▸ **Required task**:
Repeat the entire listing exactly as written.

(Segmentation annotation records)
· · ·

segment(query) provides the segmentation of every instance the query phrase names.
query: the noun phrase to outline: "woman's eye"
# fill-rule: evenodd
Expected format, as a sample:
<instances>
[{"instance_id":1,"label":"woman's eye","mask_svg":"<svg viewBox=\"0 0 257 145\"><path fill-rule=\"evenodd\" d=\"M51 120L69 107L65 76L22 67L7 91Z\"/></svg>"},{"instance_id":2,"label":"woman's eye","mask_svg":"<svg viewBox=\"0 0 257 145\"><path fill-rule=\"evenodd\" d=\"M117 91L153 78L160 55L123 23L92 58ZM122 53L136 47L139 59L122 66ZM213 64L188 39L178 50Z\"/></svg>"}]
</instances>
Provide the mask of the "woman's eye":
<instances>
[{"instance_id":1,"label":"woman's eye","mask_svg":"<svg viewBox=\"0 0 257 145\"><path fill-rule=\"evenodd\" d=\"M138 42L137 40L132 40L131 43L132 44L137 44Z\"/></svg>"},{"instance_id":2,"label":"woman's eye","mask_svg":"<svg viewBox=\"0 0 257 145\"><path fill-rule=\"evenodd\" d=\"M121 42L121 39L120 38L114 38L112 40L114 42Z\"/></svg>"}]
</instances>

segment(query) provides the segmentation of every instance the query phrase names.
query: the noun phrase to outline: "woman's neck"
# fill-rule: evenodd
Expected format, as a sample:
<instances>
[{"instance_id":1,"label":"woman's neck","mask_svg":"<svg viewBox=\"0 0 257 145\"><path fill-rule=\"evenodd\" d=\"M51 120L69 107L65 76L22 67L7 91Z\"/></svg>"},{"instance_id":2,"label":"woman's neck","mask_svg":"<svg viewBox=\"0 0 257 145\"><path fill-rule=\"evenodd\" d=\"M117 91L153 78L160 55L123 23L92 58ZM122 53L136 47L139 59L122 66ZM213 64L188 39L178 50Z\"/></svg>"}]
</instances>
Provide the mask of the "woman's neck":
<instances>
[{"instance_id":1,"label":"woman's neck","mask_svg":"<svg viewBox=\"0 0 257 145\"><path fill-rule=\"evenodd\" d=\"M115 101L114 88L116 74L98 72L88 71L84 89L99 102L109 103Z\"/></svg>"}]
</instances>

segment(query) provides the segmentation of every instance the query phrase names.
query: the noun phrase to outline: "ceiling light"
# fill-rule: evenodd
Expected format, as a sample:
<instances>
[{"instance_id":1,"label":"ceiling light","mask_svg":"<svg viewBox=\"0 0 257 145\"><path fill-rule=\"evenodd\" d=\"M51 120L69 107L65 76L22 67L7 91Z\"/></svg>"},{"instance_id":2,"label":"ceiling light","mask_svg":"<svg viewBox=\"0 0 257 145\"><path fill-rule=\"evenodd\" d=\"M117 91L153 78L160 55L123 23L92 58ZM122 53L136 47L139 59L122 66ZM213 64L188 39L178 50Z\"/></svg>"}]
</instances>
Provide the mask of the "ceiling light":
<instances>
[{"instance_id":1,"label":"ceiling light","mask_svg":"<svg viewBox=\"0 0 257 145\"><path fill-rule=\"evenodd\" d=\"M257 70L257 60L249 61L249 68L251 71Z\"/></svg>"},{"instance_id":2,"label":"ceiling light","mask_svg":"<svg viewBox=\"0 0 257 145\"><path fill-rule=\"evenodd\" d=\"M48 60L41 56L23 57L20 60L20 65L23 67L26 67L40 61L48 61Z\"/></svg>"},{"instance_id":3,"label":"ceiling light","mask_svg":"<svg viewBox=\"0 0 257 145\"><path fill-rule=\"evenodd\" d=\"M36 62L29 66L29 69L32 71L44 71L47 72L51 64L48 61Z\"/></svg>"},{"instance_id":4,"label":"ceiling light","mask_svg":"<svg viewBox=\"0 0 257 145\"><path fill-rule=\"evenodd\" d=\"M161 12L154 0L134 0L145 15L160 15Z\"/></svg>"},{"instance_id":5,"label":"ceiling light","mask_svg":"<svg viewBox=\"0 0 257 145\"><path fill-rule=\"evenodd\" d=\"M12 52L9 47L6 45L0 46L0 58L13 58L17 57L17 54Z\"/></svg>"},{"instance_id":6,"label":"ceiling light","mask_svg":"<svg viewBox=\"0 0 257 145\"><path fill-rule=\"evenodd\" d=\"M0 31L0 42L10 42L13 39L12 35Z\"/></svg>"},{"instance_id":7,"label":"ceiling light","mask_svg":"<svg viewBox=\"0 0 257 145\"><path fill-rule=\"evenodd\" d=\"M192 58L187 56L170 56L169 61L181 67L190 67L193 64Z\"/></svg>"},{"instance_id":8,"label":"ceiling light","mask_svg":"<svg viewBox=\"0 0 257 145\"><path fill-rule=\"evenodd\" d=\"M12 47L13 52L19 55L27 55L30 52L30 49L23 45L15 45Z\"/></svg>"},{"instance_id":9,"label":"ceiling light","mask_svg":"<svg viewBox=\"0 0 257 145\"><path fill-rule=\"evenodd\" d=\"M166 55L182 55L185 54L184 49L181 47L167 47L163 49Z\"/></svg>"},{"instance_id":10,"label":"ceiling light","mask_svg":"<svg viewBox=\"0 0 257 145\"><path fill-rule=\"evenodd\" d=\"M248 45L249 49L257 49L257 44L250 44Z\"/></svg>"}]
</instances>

· · ·

▸ **The response**:
segment(query) provides the segmentation of every instance the query phrase names.
query: the noun phrase to outline: "woman's eye"
# fill-rule: evenodd
Expected format, as a sample:
<instances>
[{"instance_id":1,"label":"woman's eye","mask_svg":"<svg viewBox=\"0 0 257 145\"><path fill-rule=\"evenodd\" d=\"M51 120L69 107L65 76L22 67L7 91Z\"/></svg>"},{"instance_id":2,"label":"woman's eye","mask_svg":"<svg viewBox=\"0 0 257 145\"><path fill-rule=\"evenodd\" d=\"M117 91L153 78L160 55L123 23L92 58ZM122 53L136 47L139 59L122 66ZM213 64L188 39L178 50Z\"/></svg>"}]
</instances>
Provide the mask of the "woman's eye":
<instances>
[{"instance_id":1,"label":"woman's eye","mask_svg":"<svg viewBox=\"0 0 257 145\"><path fill-rule=\"evenodd\" d=\"M138 42L137 40L132 40L131 43L132 44L137 44Z\"/></svg>"},{"instance_id":2,"label":"woman's eye","mask_svg":"<svg viewBox=\"0 0 257 145\"><path fill-rule=\"evenodd\" d=\"M121 42L121 39L120 38L114 38L112 40L114 42Z\"/></svg>"}]
</instances>

segment(query) provides the segmentation of every instance the query phrase names.
query: the noun phrase to outline: "woman's neck"
# fill-rule: evenodd
Expected format, as a sample:
<instances>
[{"instance_id":1,"label":"woman's neck","mask_svg":"<svg viewBox=\"0 0 257 145\"><path fill-rule=\"evenodd\" d=\"M51 120L69 107L65 76L22 67L7 91Z\"/></svg>"},{"instance_id":2,"label":"woman's neck","mask_svg":"<svg viewBox=\"0 0 257 145\"><path fill-rule=\"evenodd\" d=\"M117 91L153 78L160 55L123 23L92 58ZM122 53L136 47L139 59L122 66ZM213 64L188 39L178 50Z\"/></svg>"}]
</instances>
Provide the mask of the "woman's neck":
<instances>
[{"instance_id":1,"label":"woman's neck","mask_svg":"<svg viewBox=\"0 0 257 145\"><path fill-rule=\"evenodd\" d=\"M115 101L114 88L116 74L98 72L88 71L84 89L99 102L109 103Z\"/></svg>"}]
</instances>

segment(query) provides the segmentation of every instance the query phrase names.
query: the noun phrase to outline: "ceiling light"
# fill-rule: evenodd
Expected format, as a sample:
<instances>
[{"instance_id":1,"label":"ceiling light","mask_svg":"<svg viewBox=\"0 0 257 145\"><path fill-rule=\"evenodd\" d=\"M51 120L69 107L65 76L22 67L7 91Z\"/></svg>"},{"instance_id":2,"label":"ceiling light","mask_svg":"<svg viewBox=\"0 0 257 145\"><path fill-rule=\"evenodd\" d=\"M117 91L153 78L160 55L123 23L92 58ZM122 53L136 47L139 59L122 66ZM213 64L188 39L178 50Z\"/></svg>"}]
</instances>
Provide the mask of the "ceiling light":
<instances>
[{"instance_id":1,"label":"ceiling light","mask_svg":"<svg viewBox=\"0 0 257 145\"><path fill-rule=\"evenodd\" d=\"M257 70L257 60L249 61L249 68L251 71Z\"/></svg>"},{"instance_id":2,"label":"ceiling light","mask_svg":"<svg viewBox=\"0 0 257 145\"><path fill-rule=\"evenodd\" d=\"M48 60L41 56L23 57L20 60L20 65L23 67L26 67L40 61L48 61Z\"/></svg>"},{"instance_id":3,"label":"ceiling light","mask_svg":"<svg viewBox=\"0 0 257 145\"><path fill-rule=\"evenodd\" d=\"M36 62L29 66L29 69L32 71L44 71L47 72L51 64L48 61Z\"/></svg>"},{"instance_id":4,"label":"ceiling light","mask_svg":"<svg viewBox=\"0 0 257 145\"><path fill-rule=\"evenodd\" d=\"M161 12L154 0L134 0L145 15L160 15Z\"/></svg>"},{"instance_id":5,"label":"ceiling light","mask_svg":"<svg viewBox=\"0 0 257 145\"><path fill-rule=\"evenodd\" d=\"M12 52L9 47L6 45L0 46L0 58L13 58L17 57L17 54Z\"/></svg>"},{"instance_id":6,"label":"ceiling light","mask_svg":"<svg viewBox=\"0 0 257 145\"><path fill-rule=\"evenodd\" d=\"M0 31L0 42L10 42L13 39L12 35Z\"/></svg>"},{"instance_id":7,"label":"ceiling light","mask_svg":"<svg viewBox=\"0 0 257 145\"><path fill-rule=\"evenodd\" d=\"M192 58L187 56L170 56L169 61L181 67L190 67L193 64Z\"/></svg>"},{"instance_id":8,"label":"ceiling light","mask_svg":"<svg viewBox=\"0 0 257 145\"><path fill-rule=\"evenodd\" d=\"M12 47L13 52L19 55L27 55L30 52L30 49L23 45L15 45Z\"/></svg>"},{"instance_id":9,"label":"ceiling light","mask_svg":"<svg viewBox=\"0 0 257 145\"><path fill-rule=\"evenodd\" d=\"M166 55L182 55L185 54L184 49L181 47L167 47L163 49Z\"/></svg>"},{"instance_id":10,"label":"ceiling light","mask_svg":"<svg viewBox=\"0 0 257 145\"><path fill-rule=\"evenodd\" d=\"M248 45L249 49L257 49L257 44L250 44Z\"/></svg>"}]
</instances>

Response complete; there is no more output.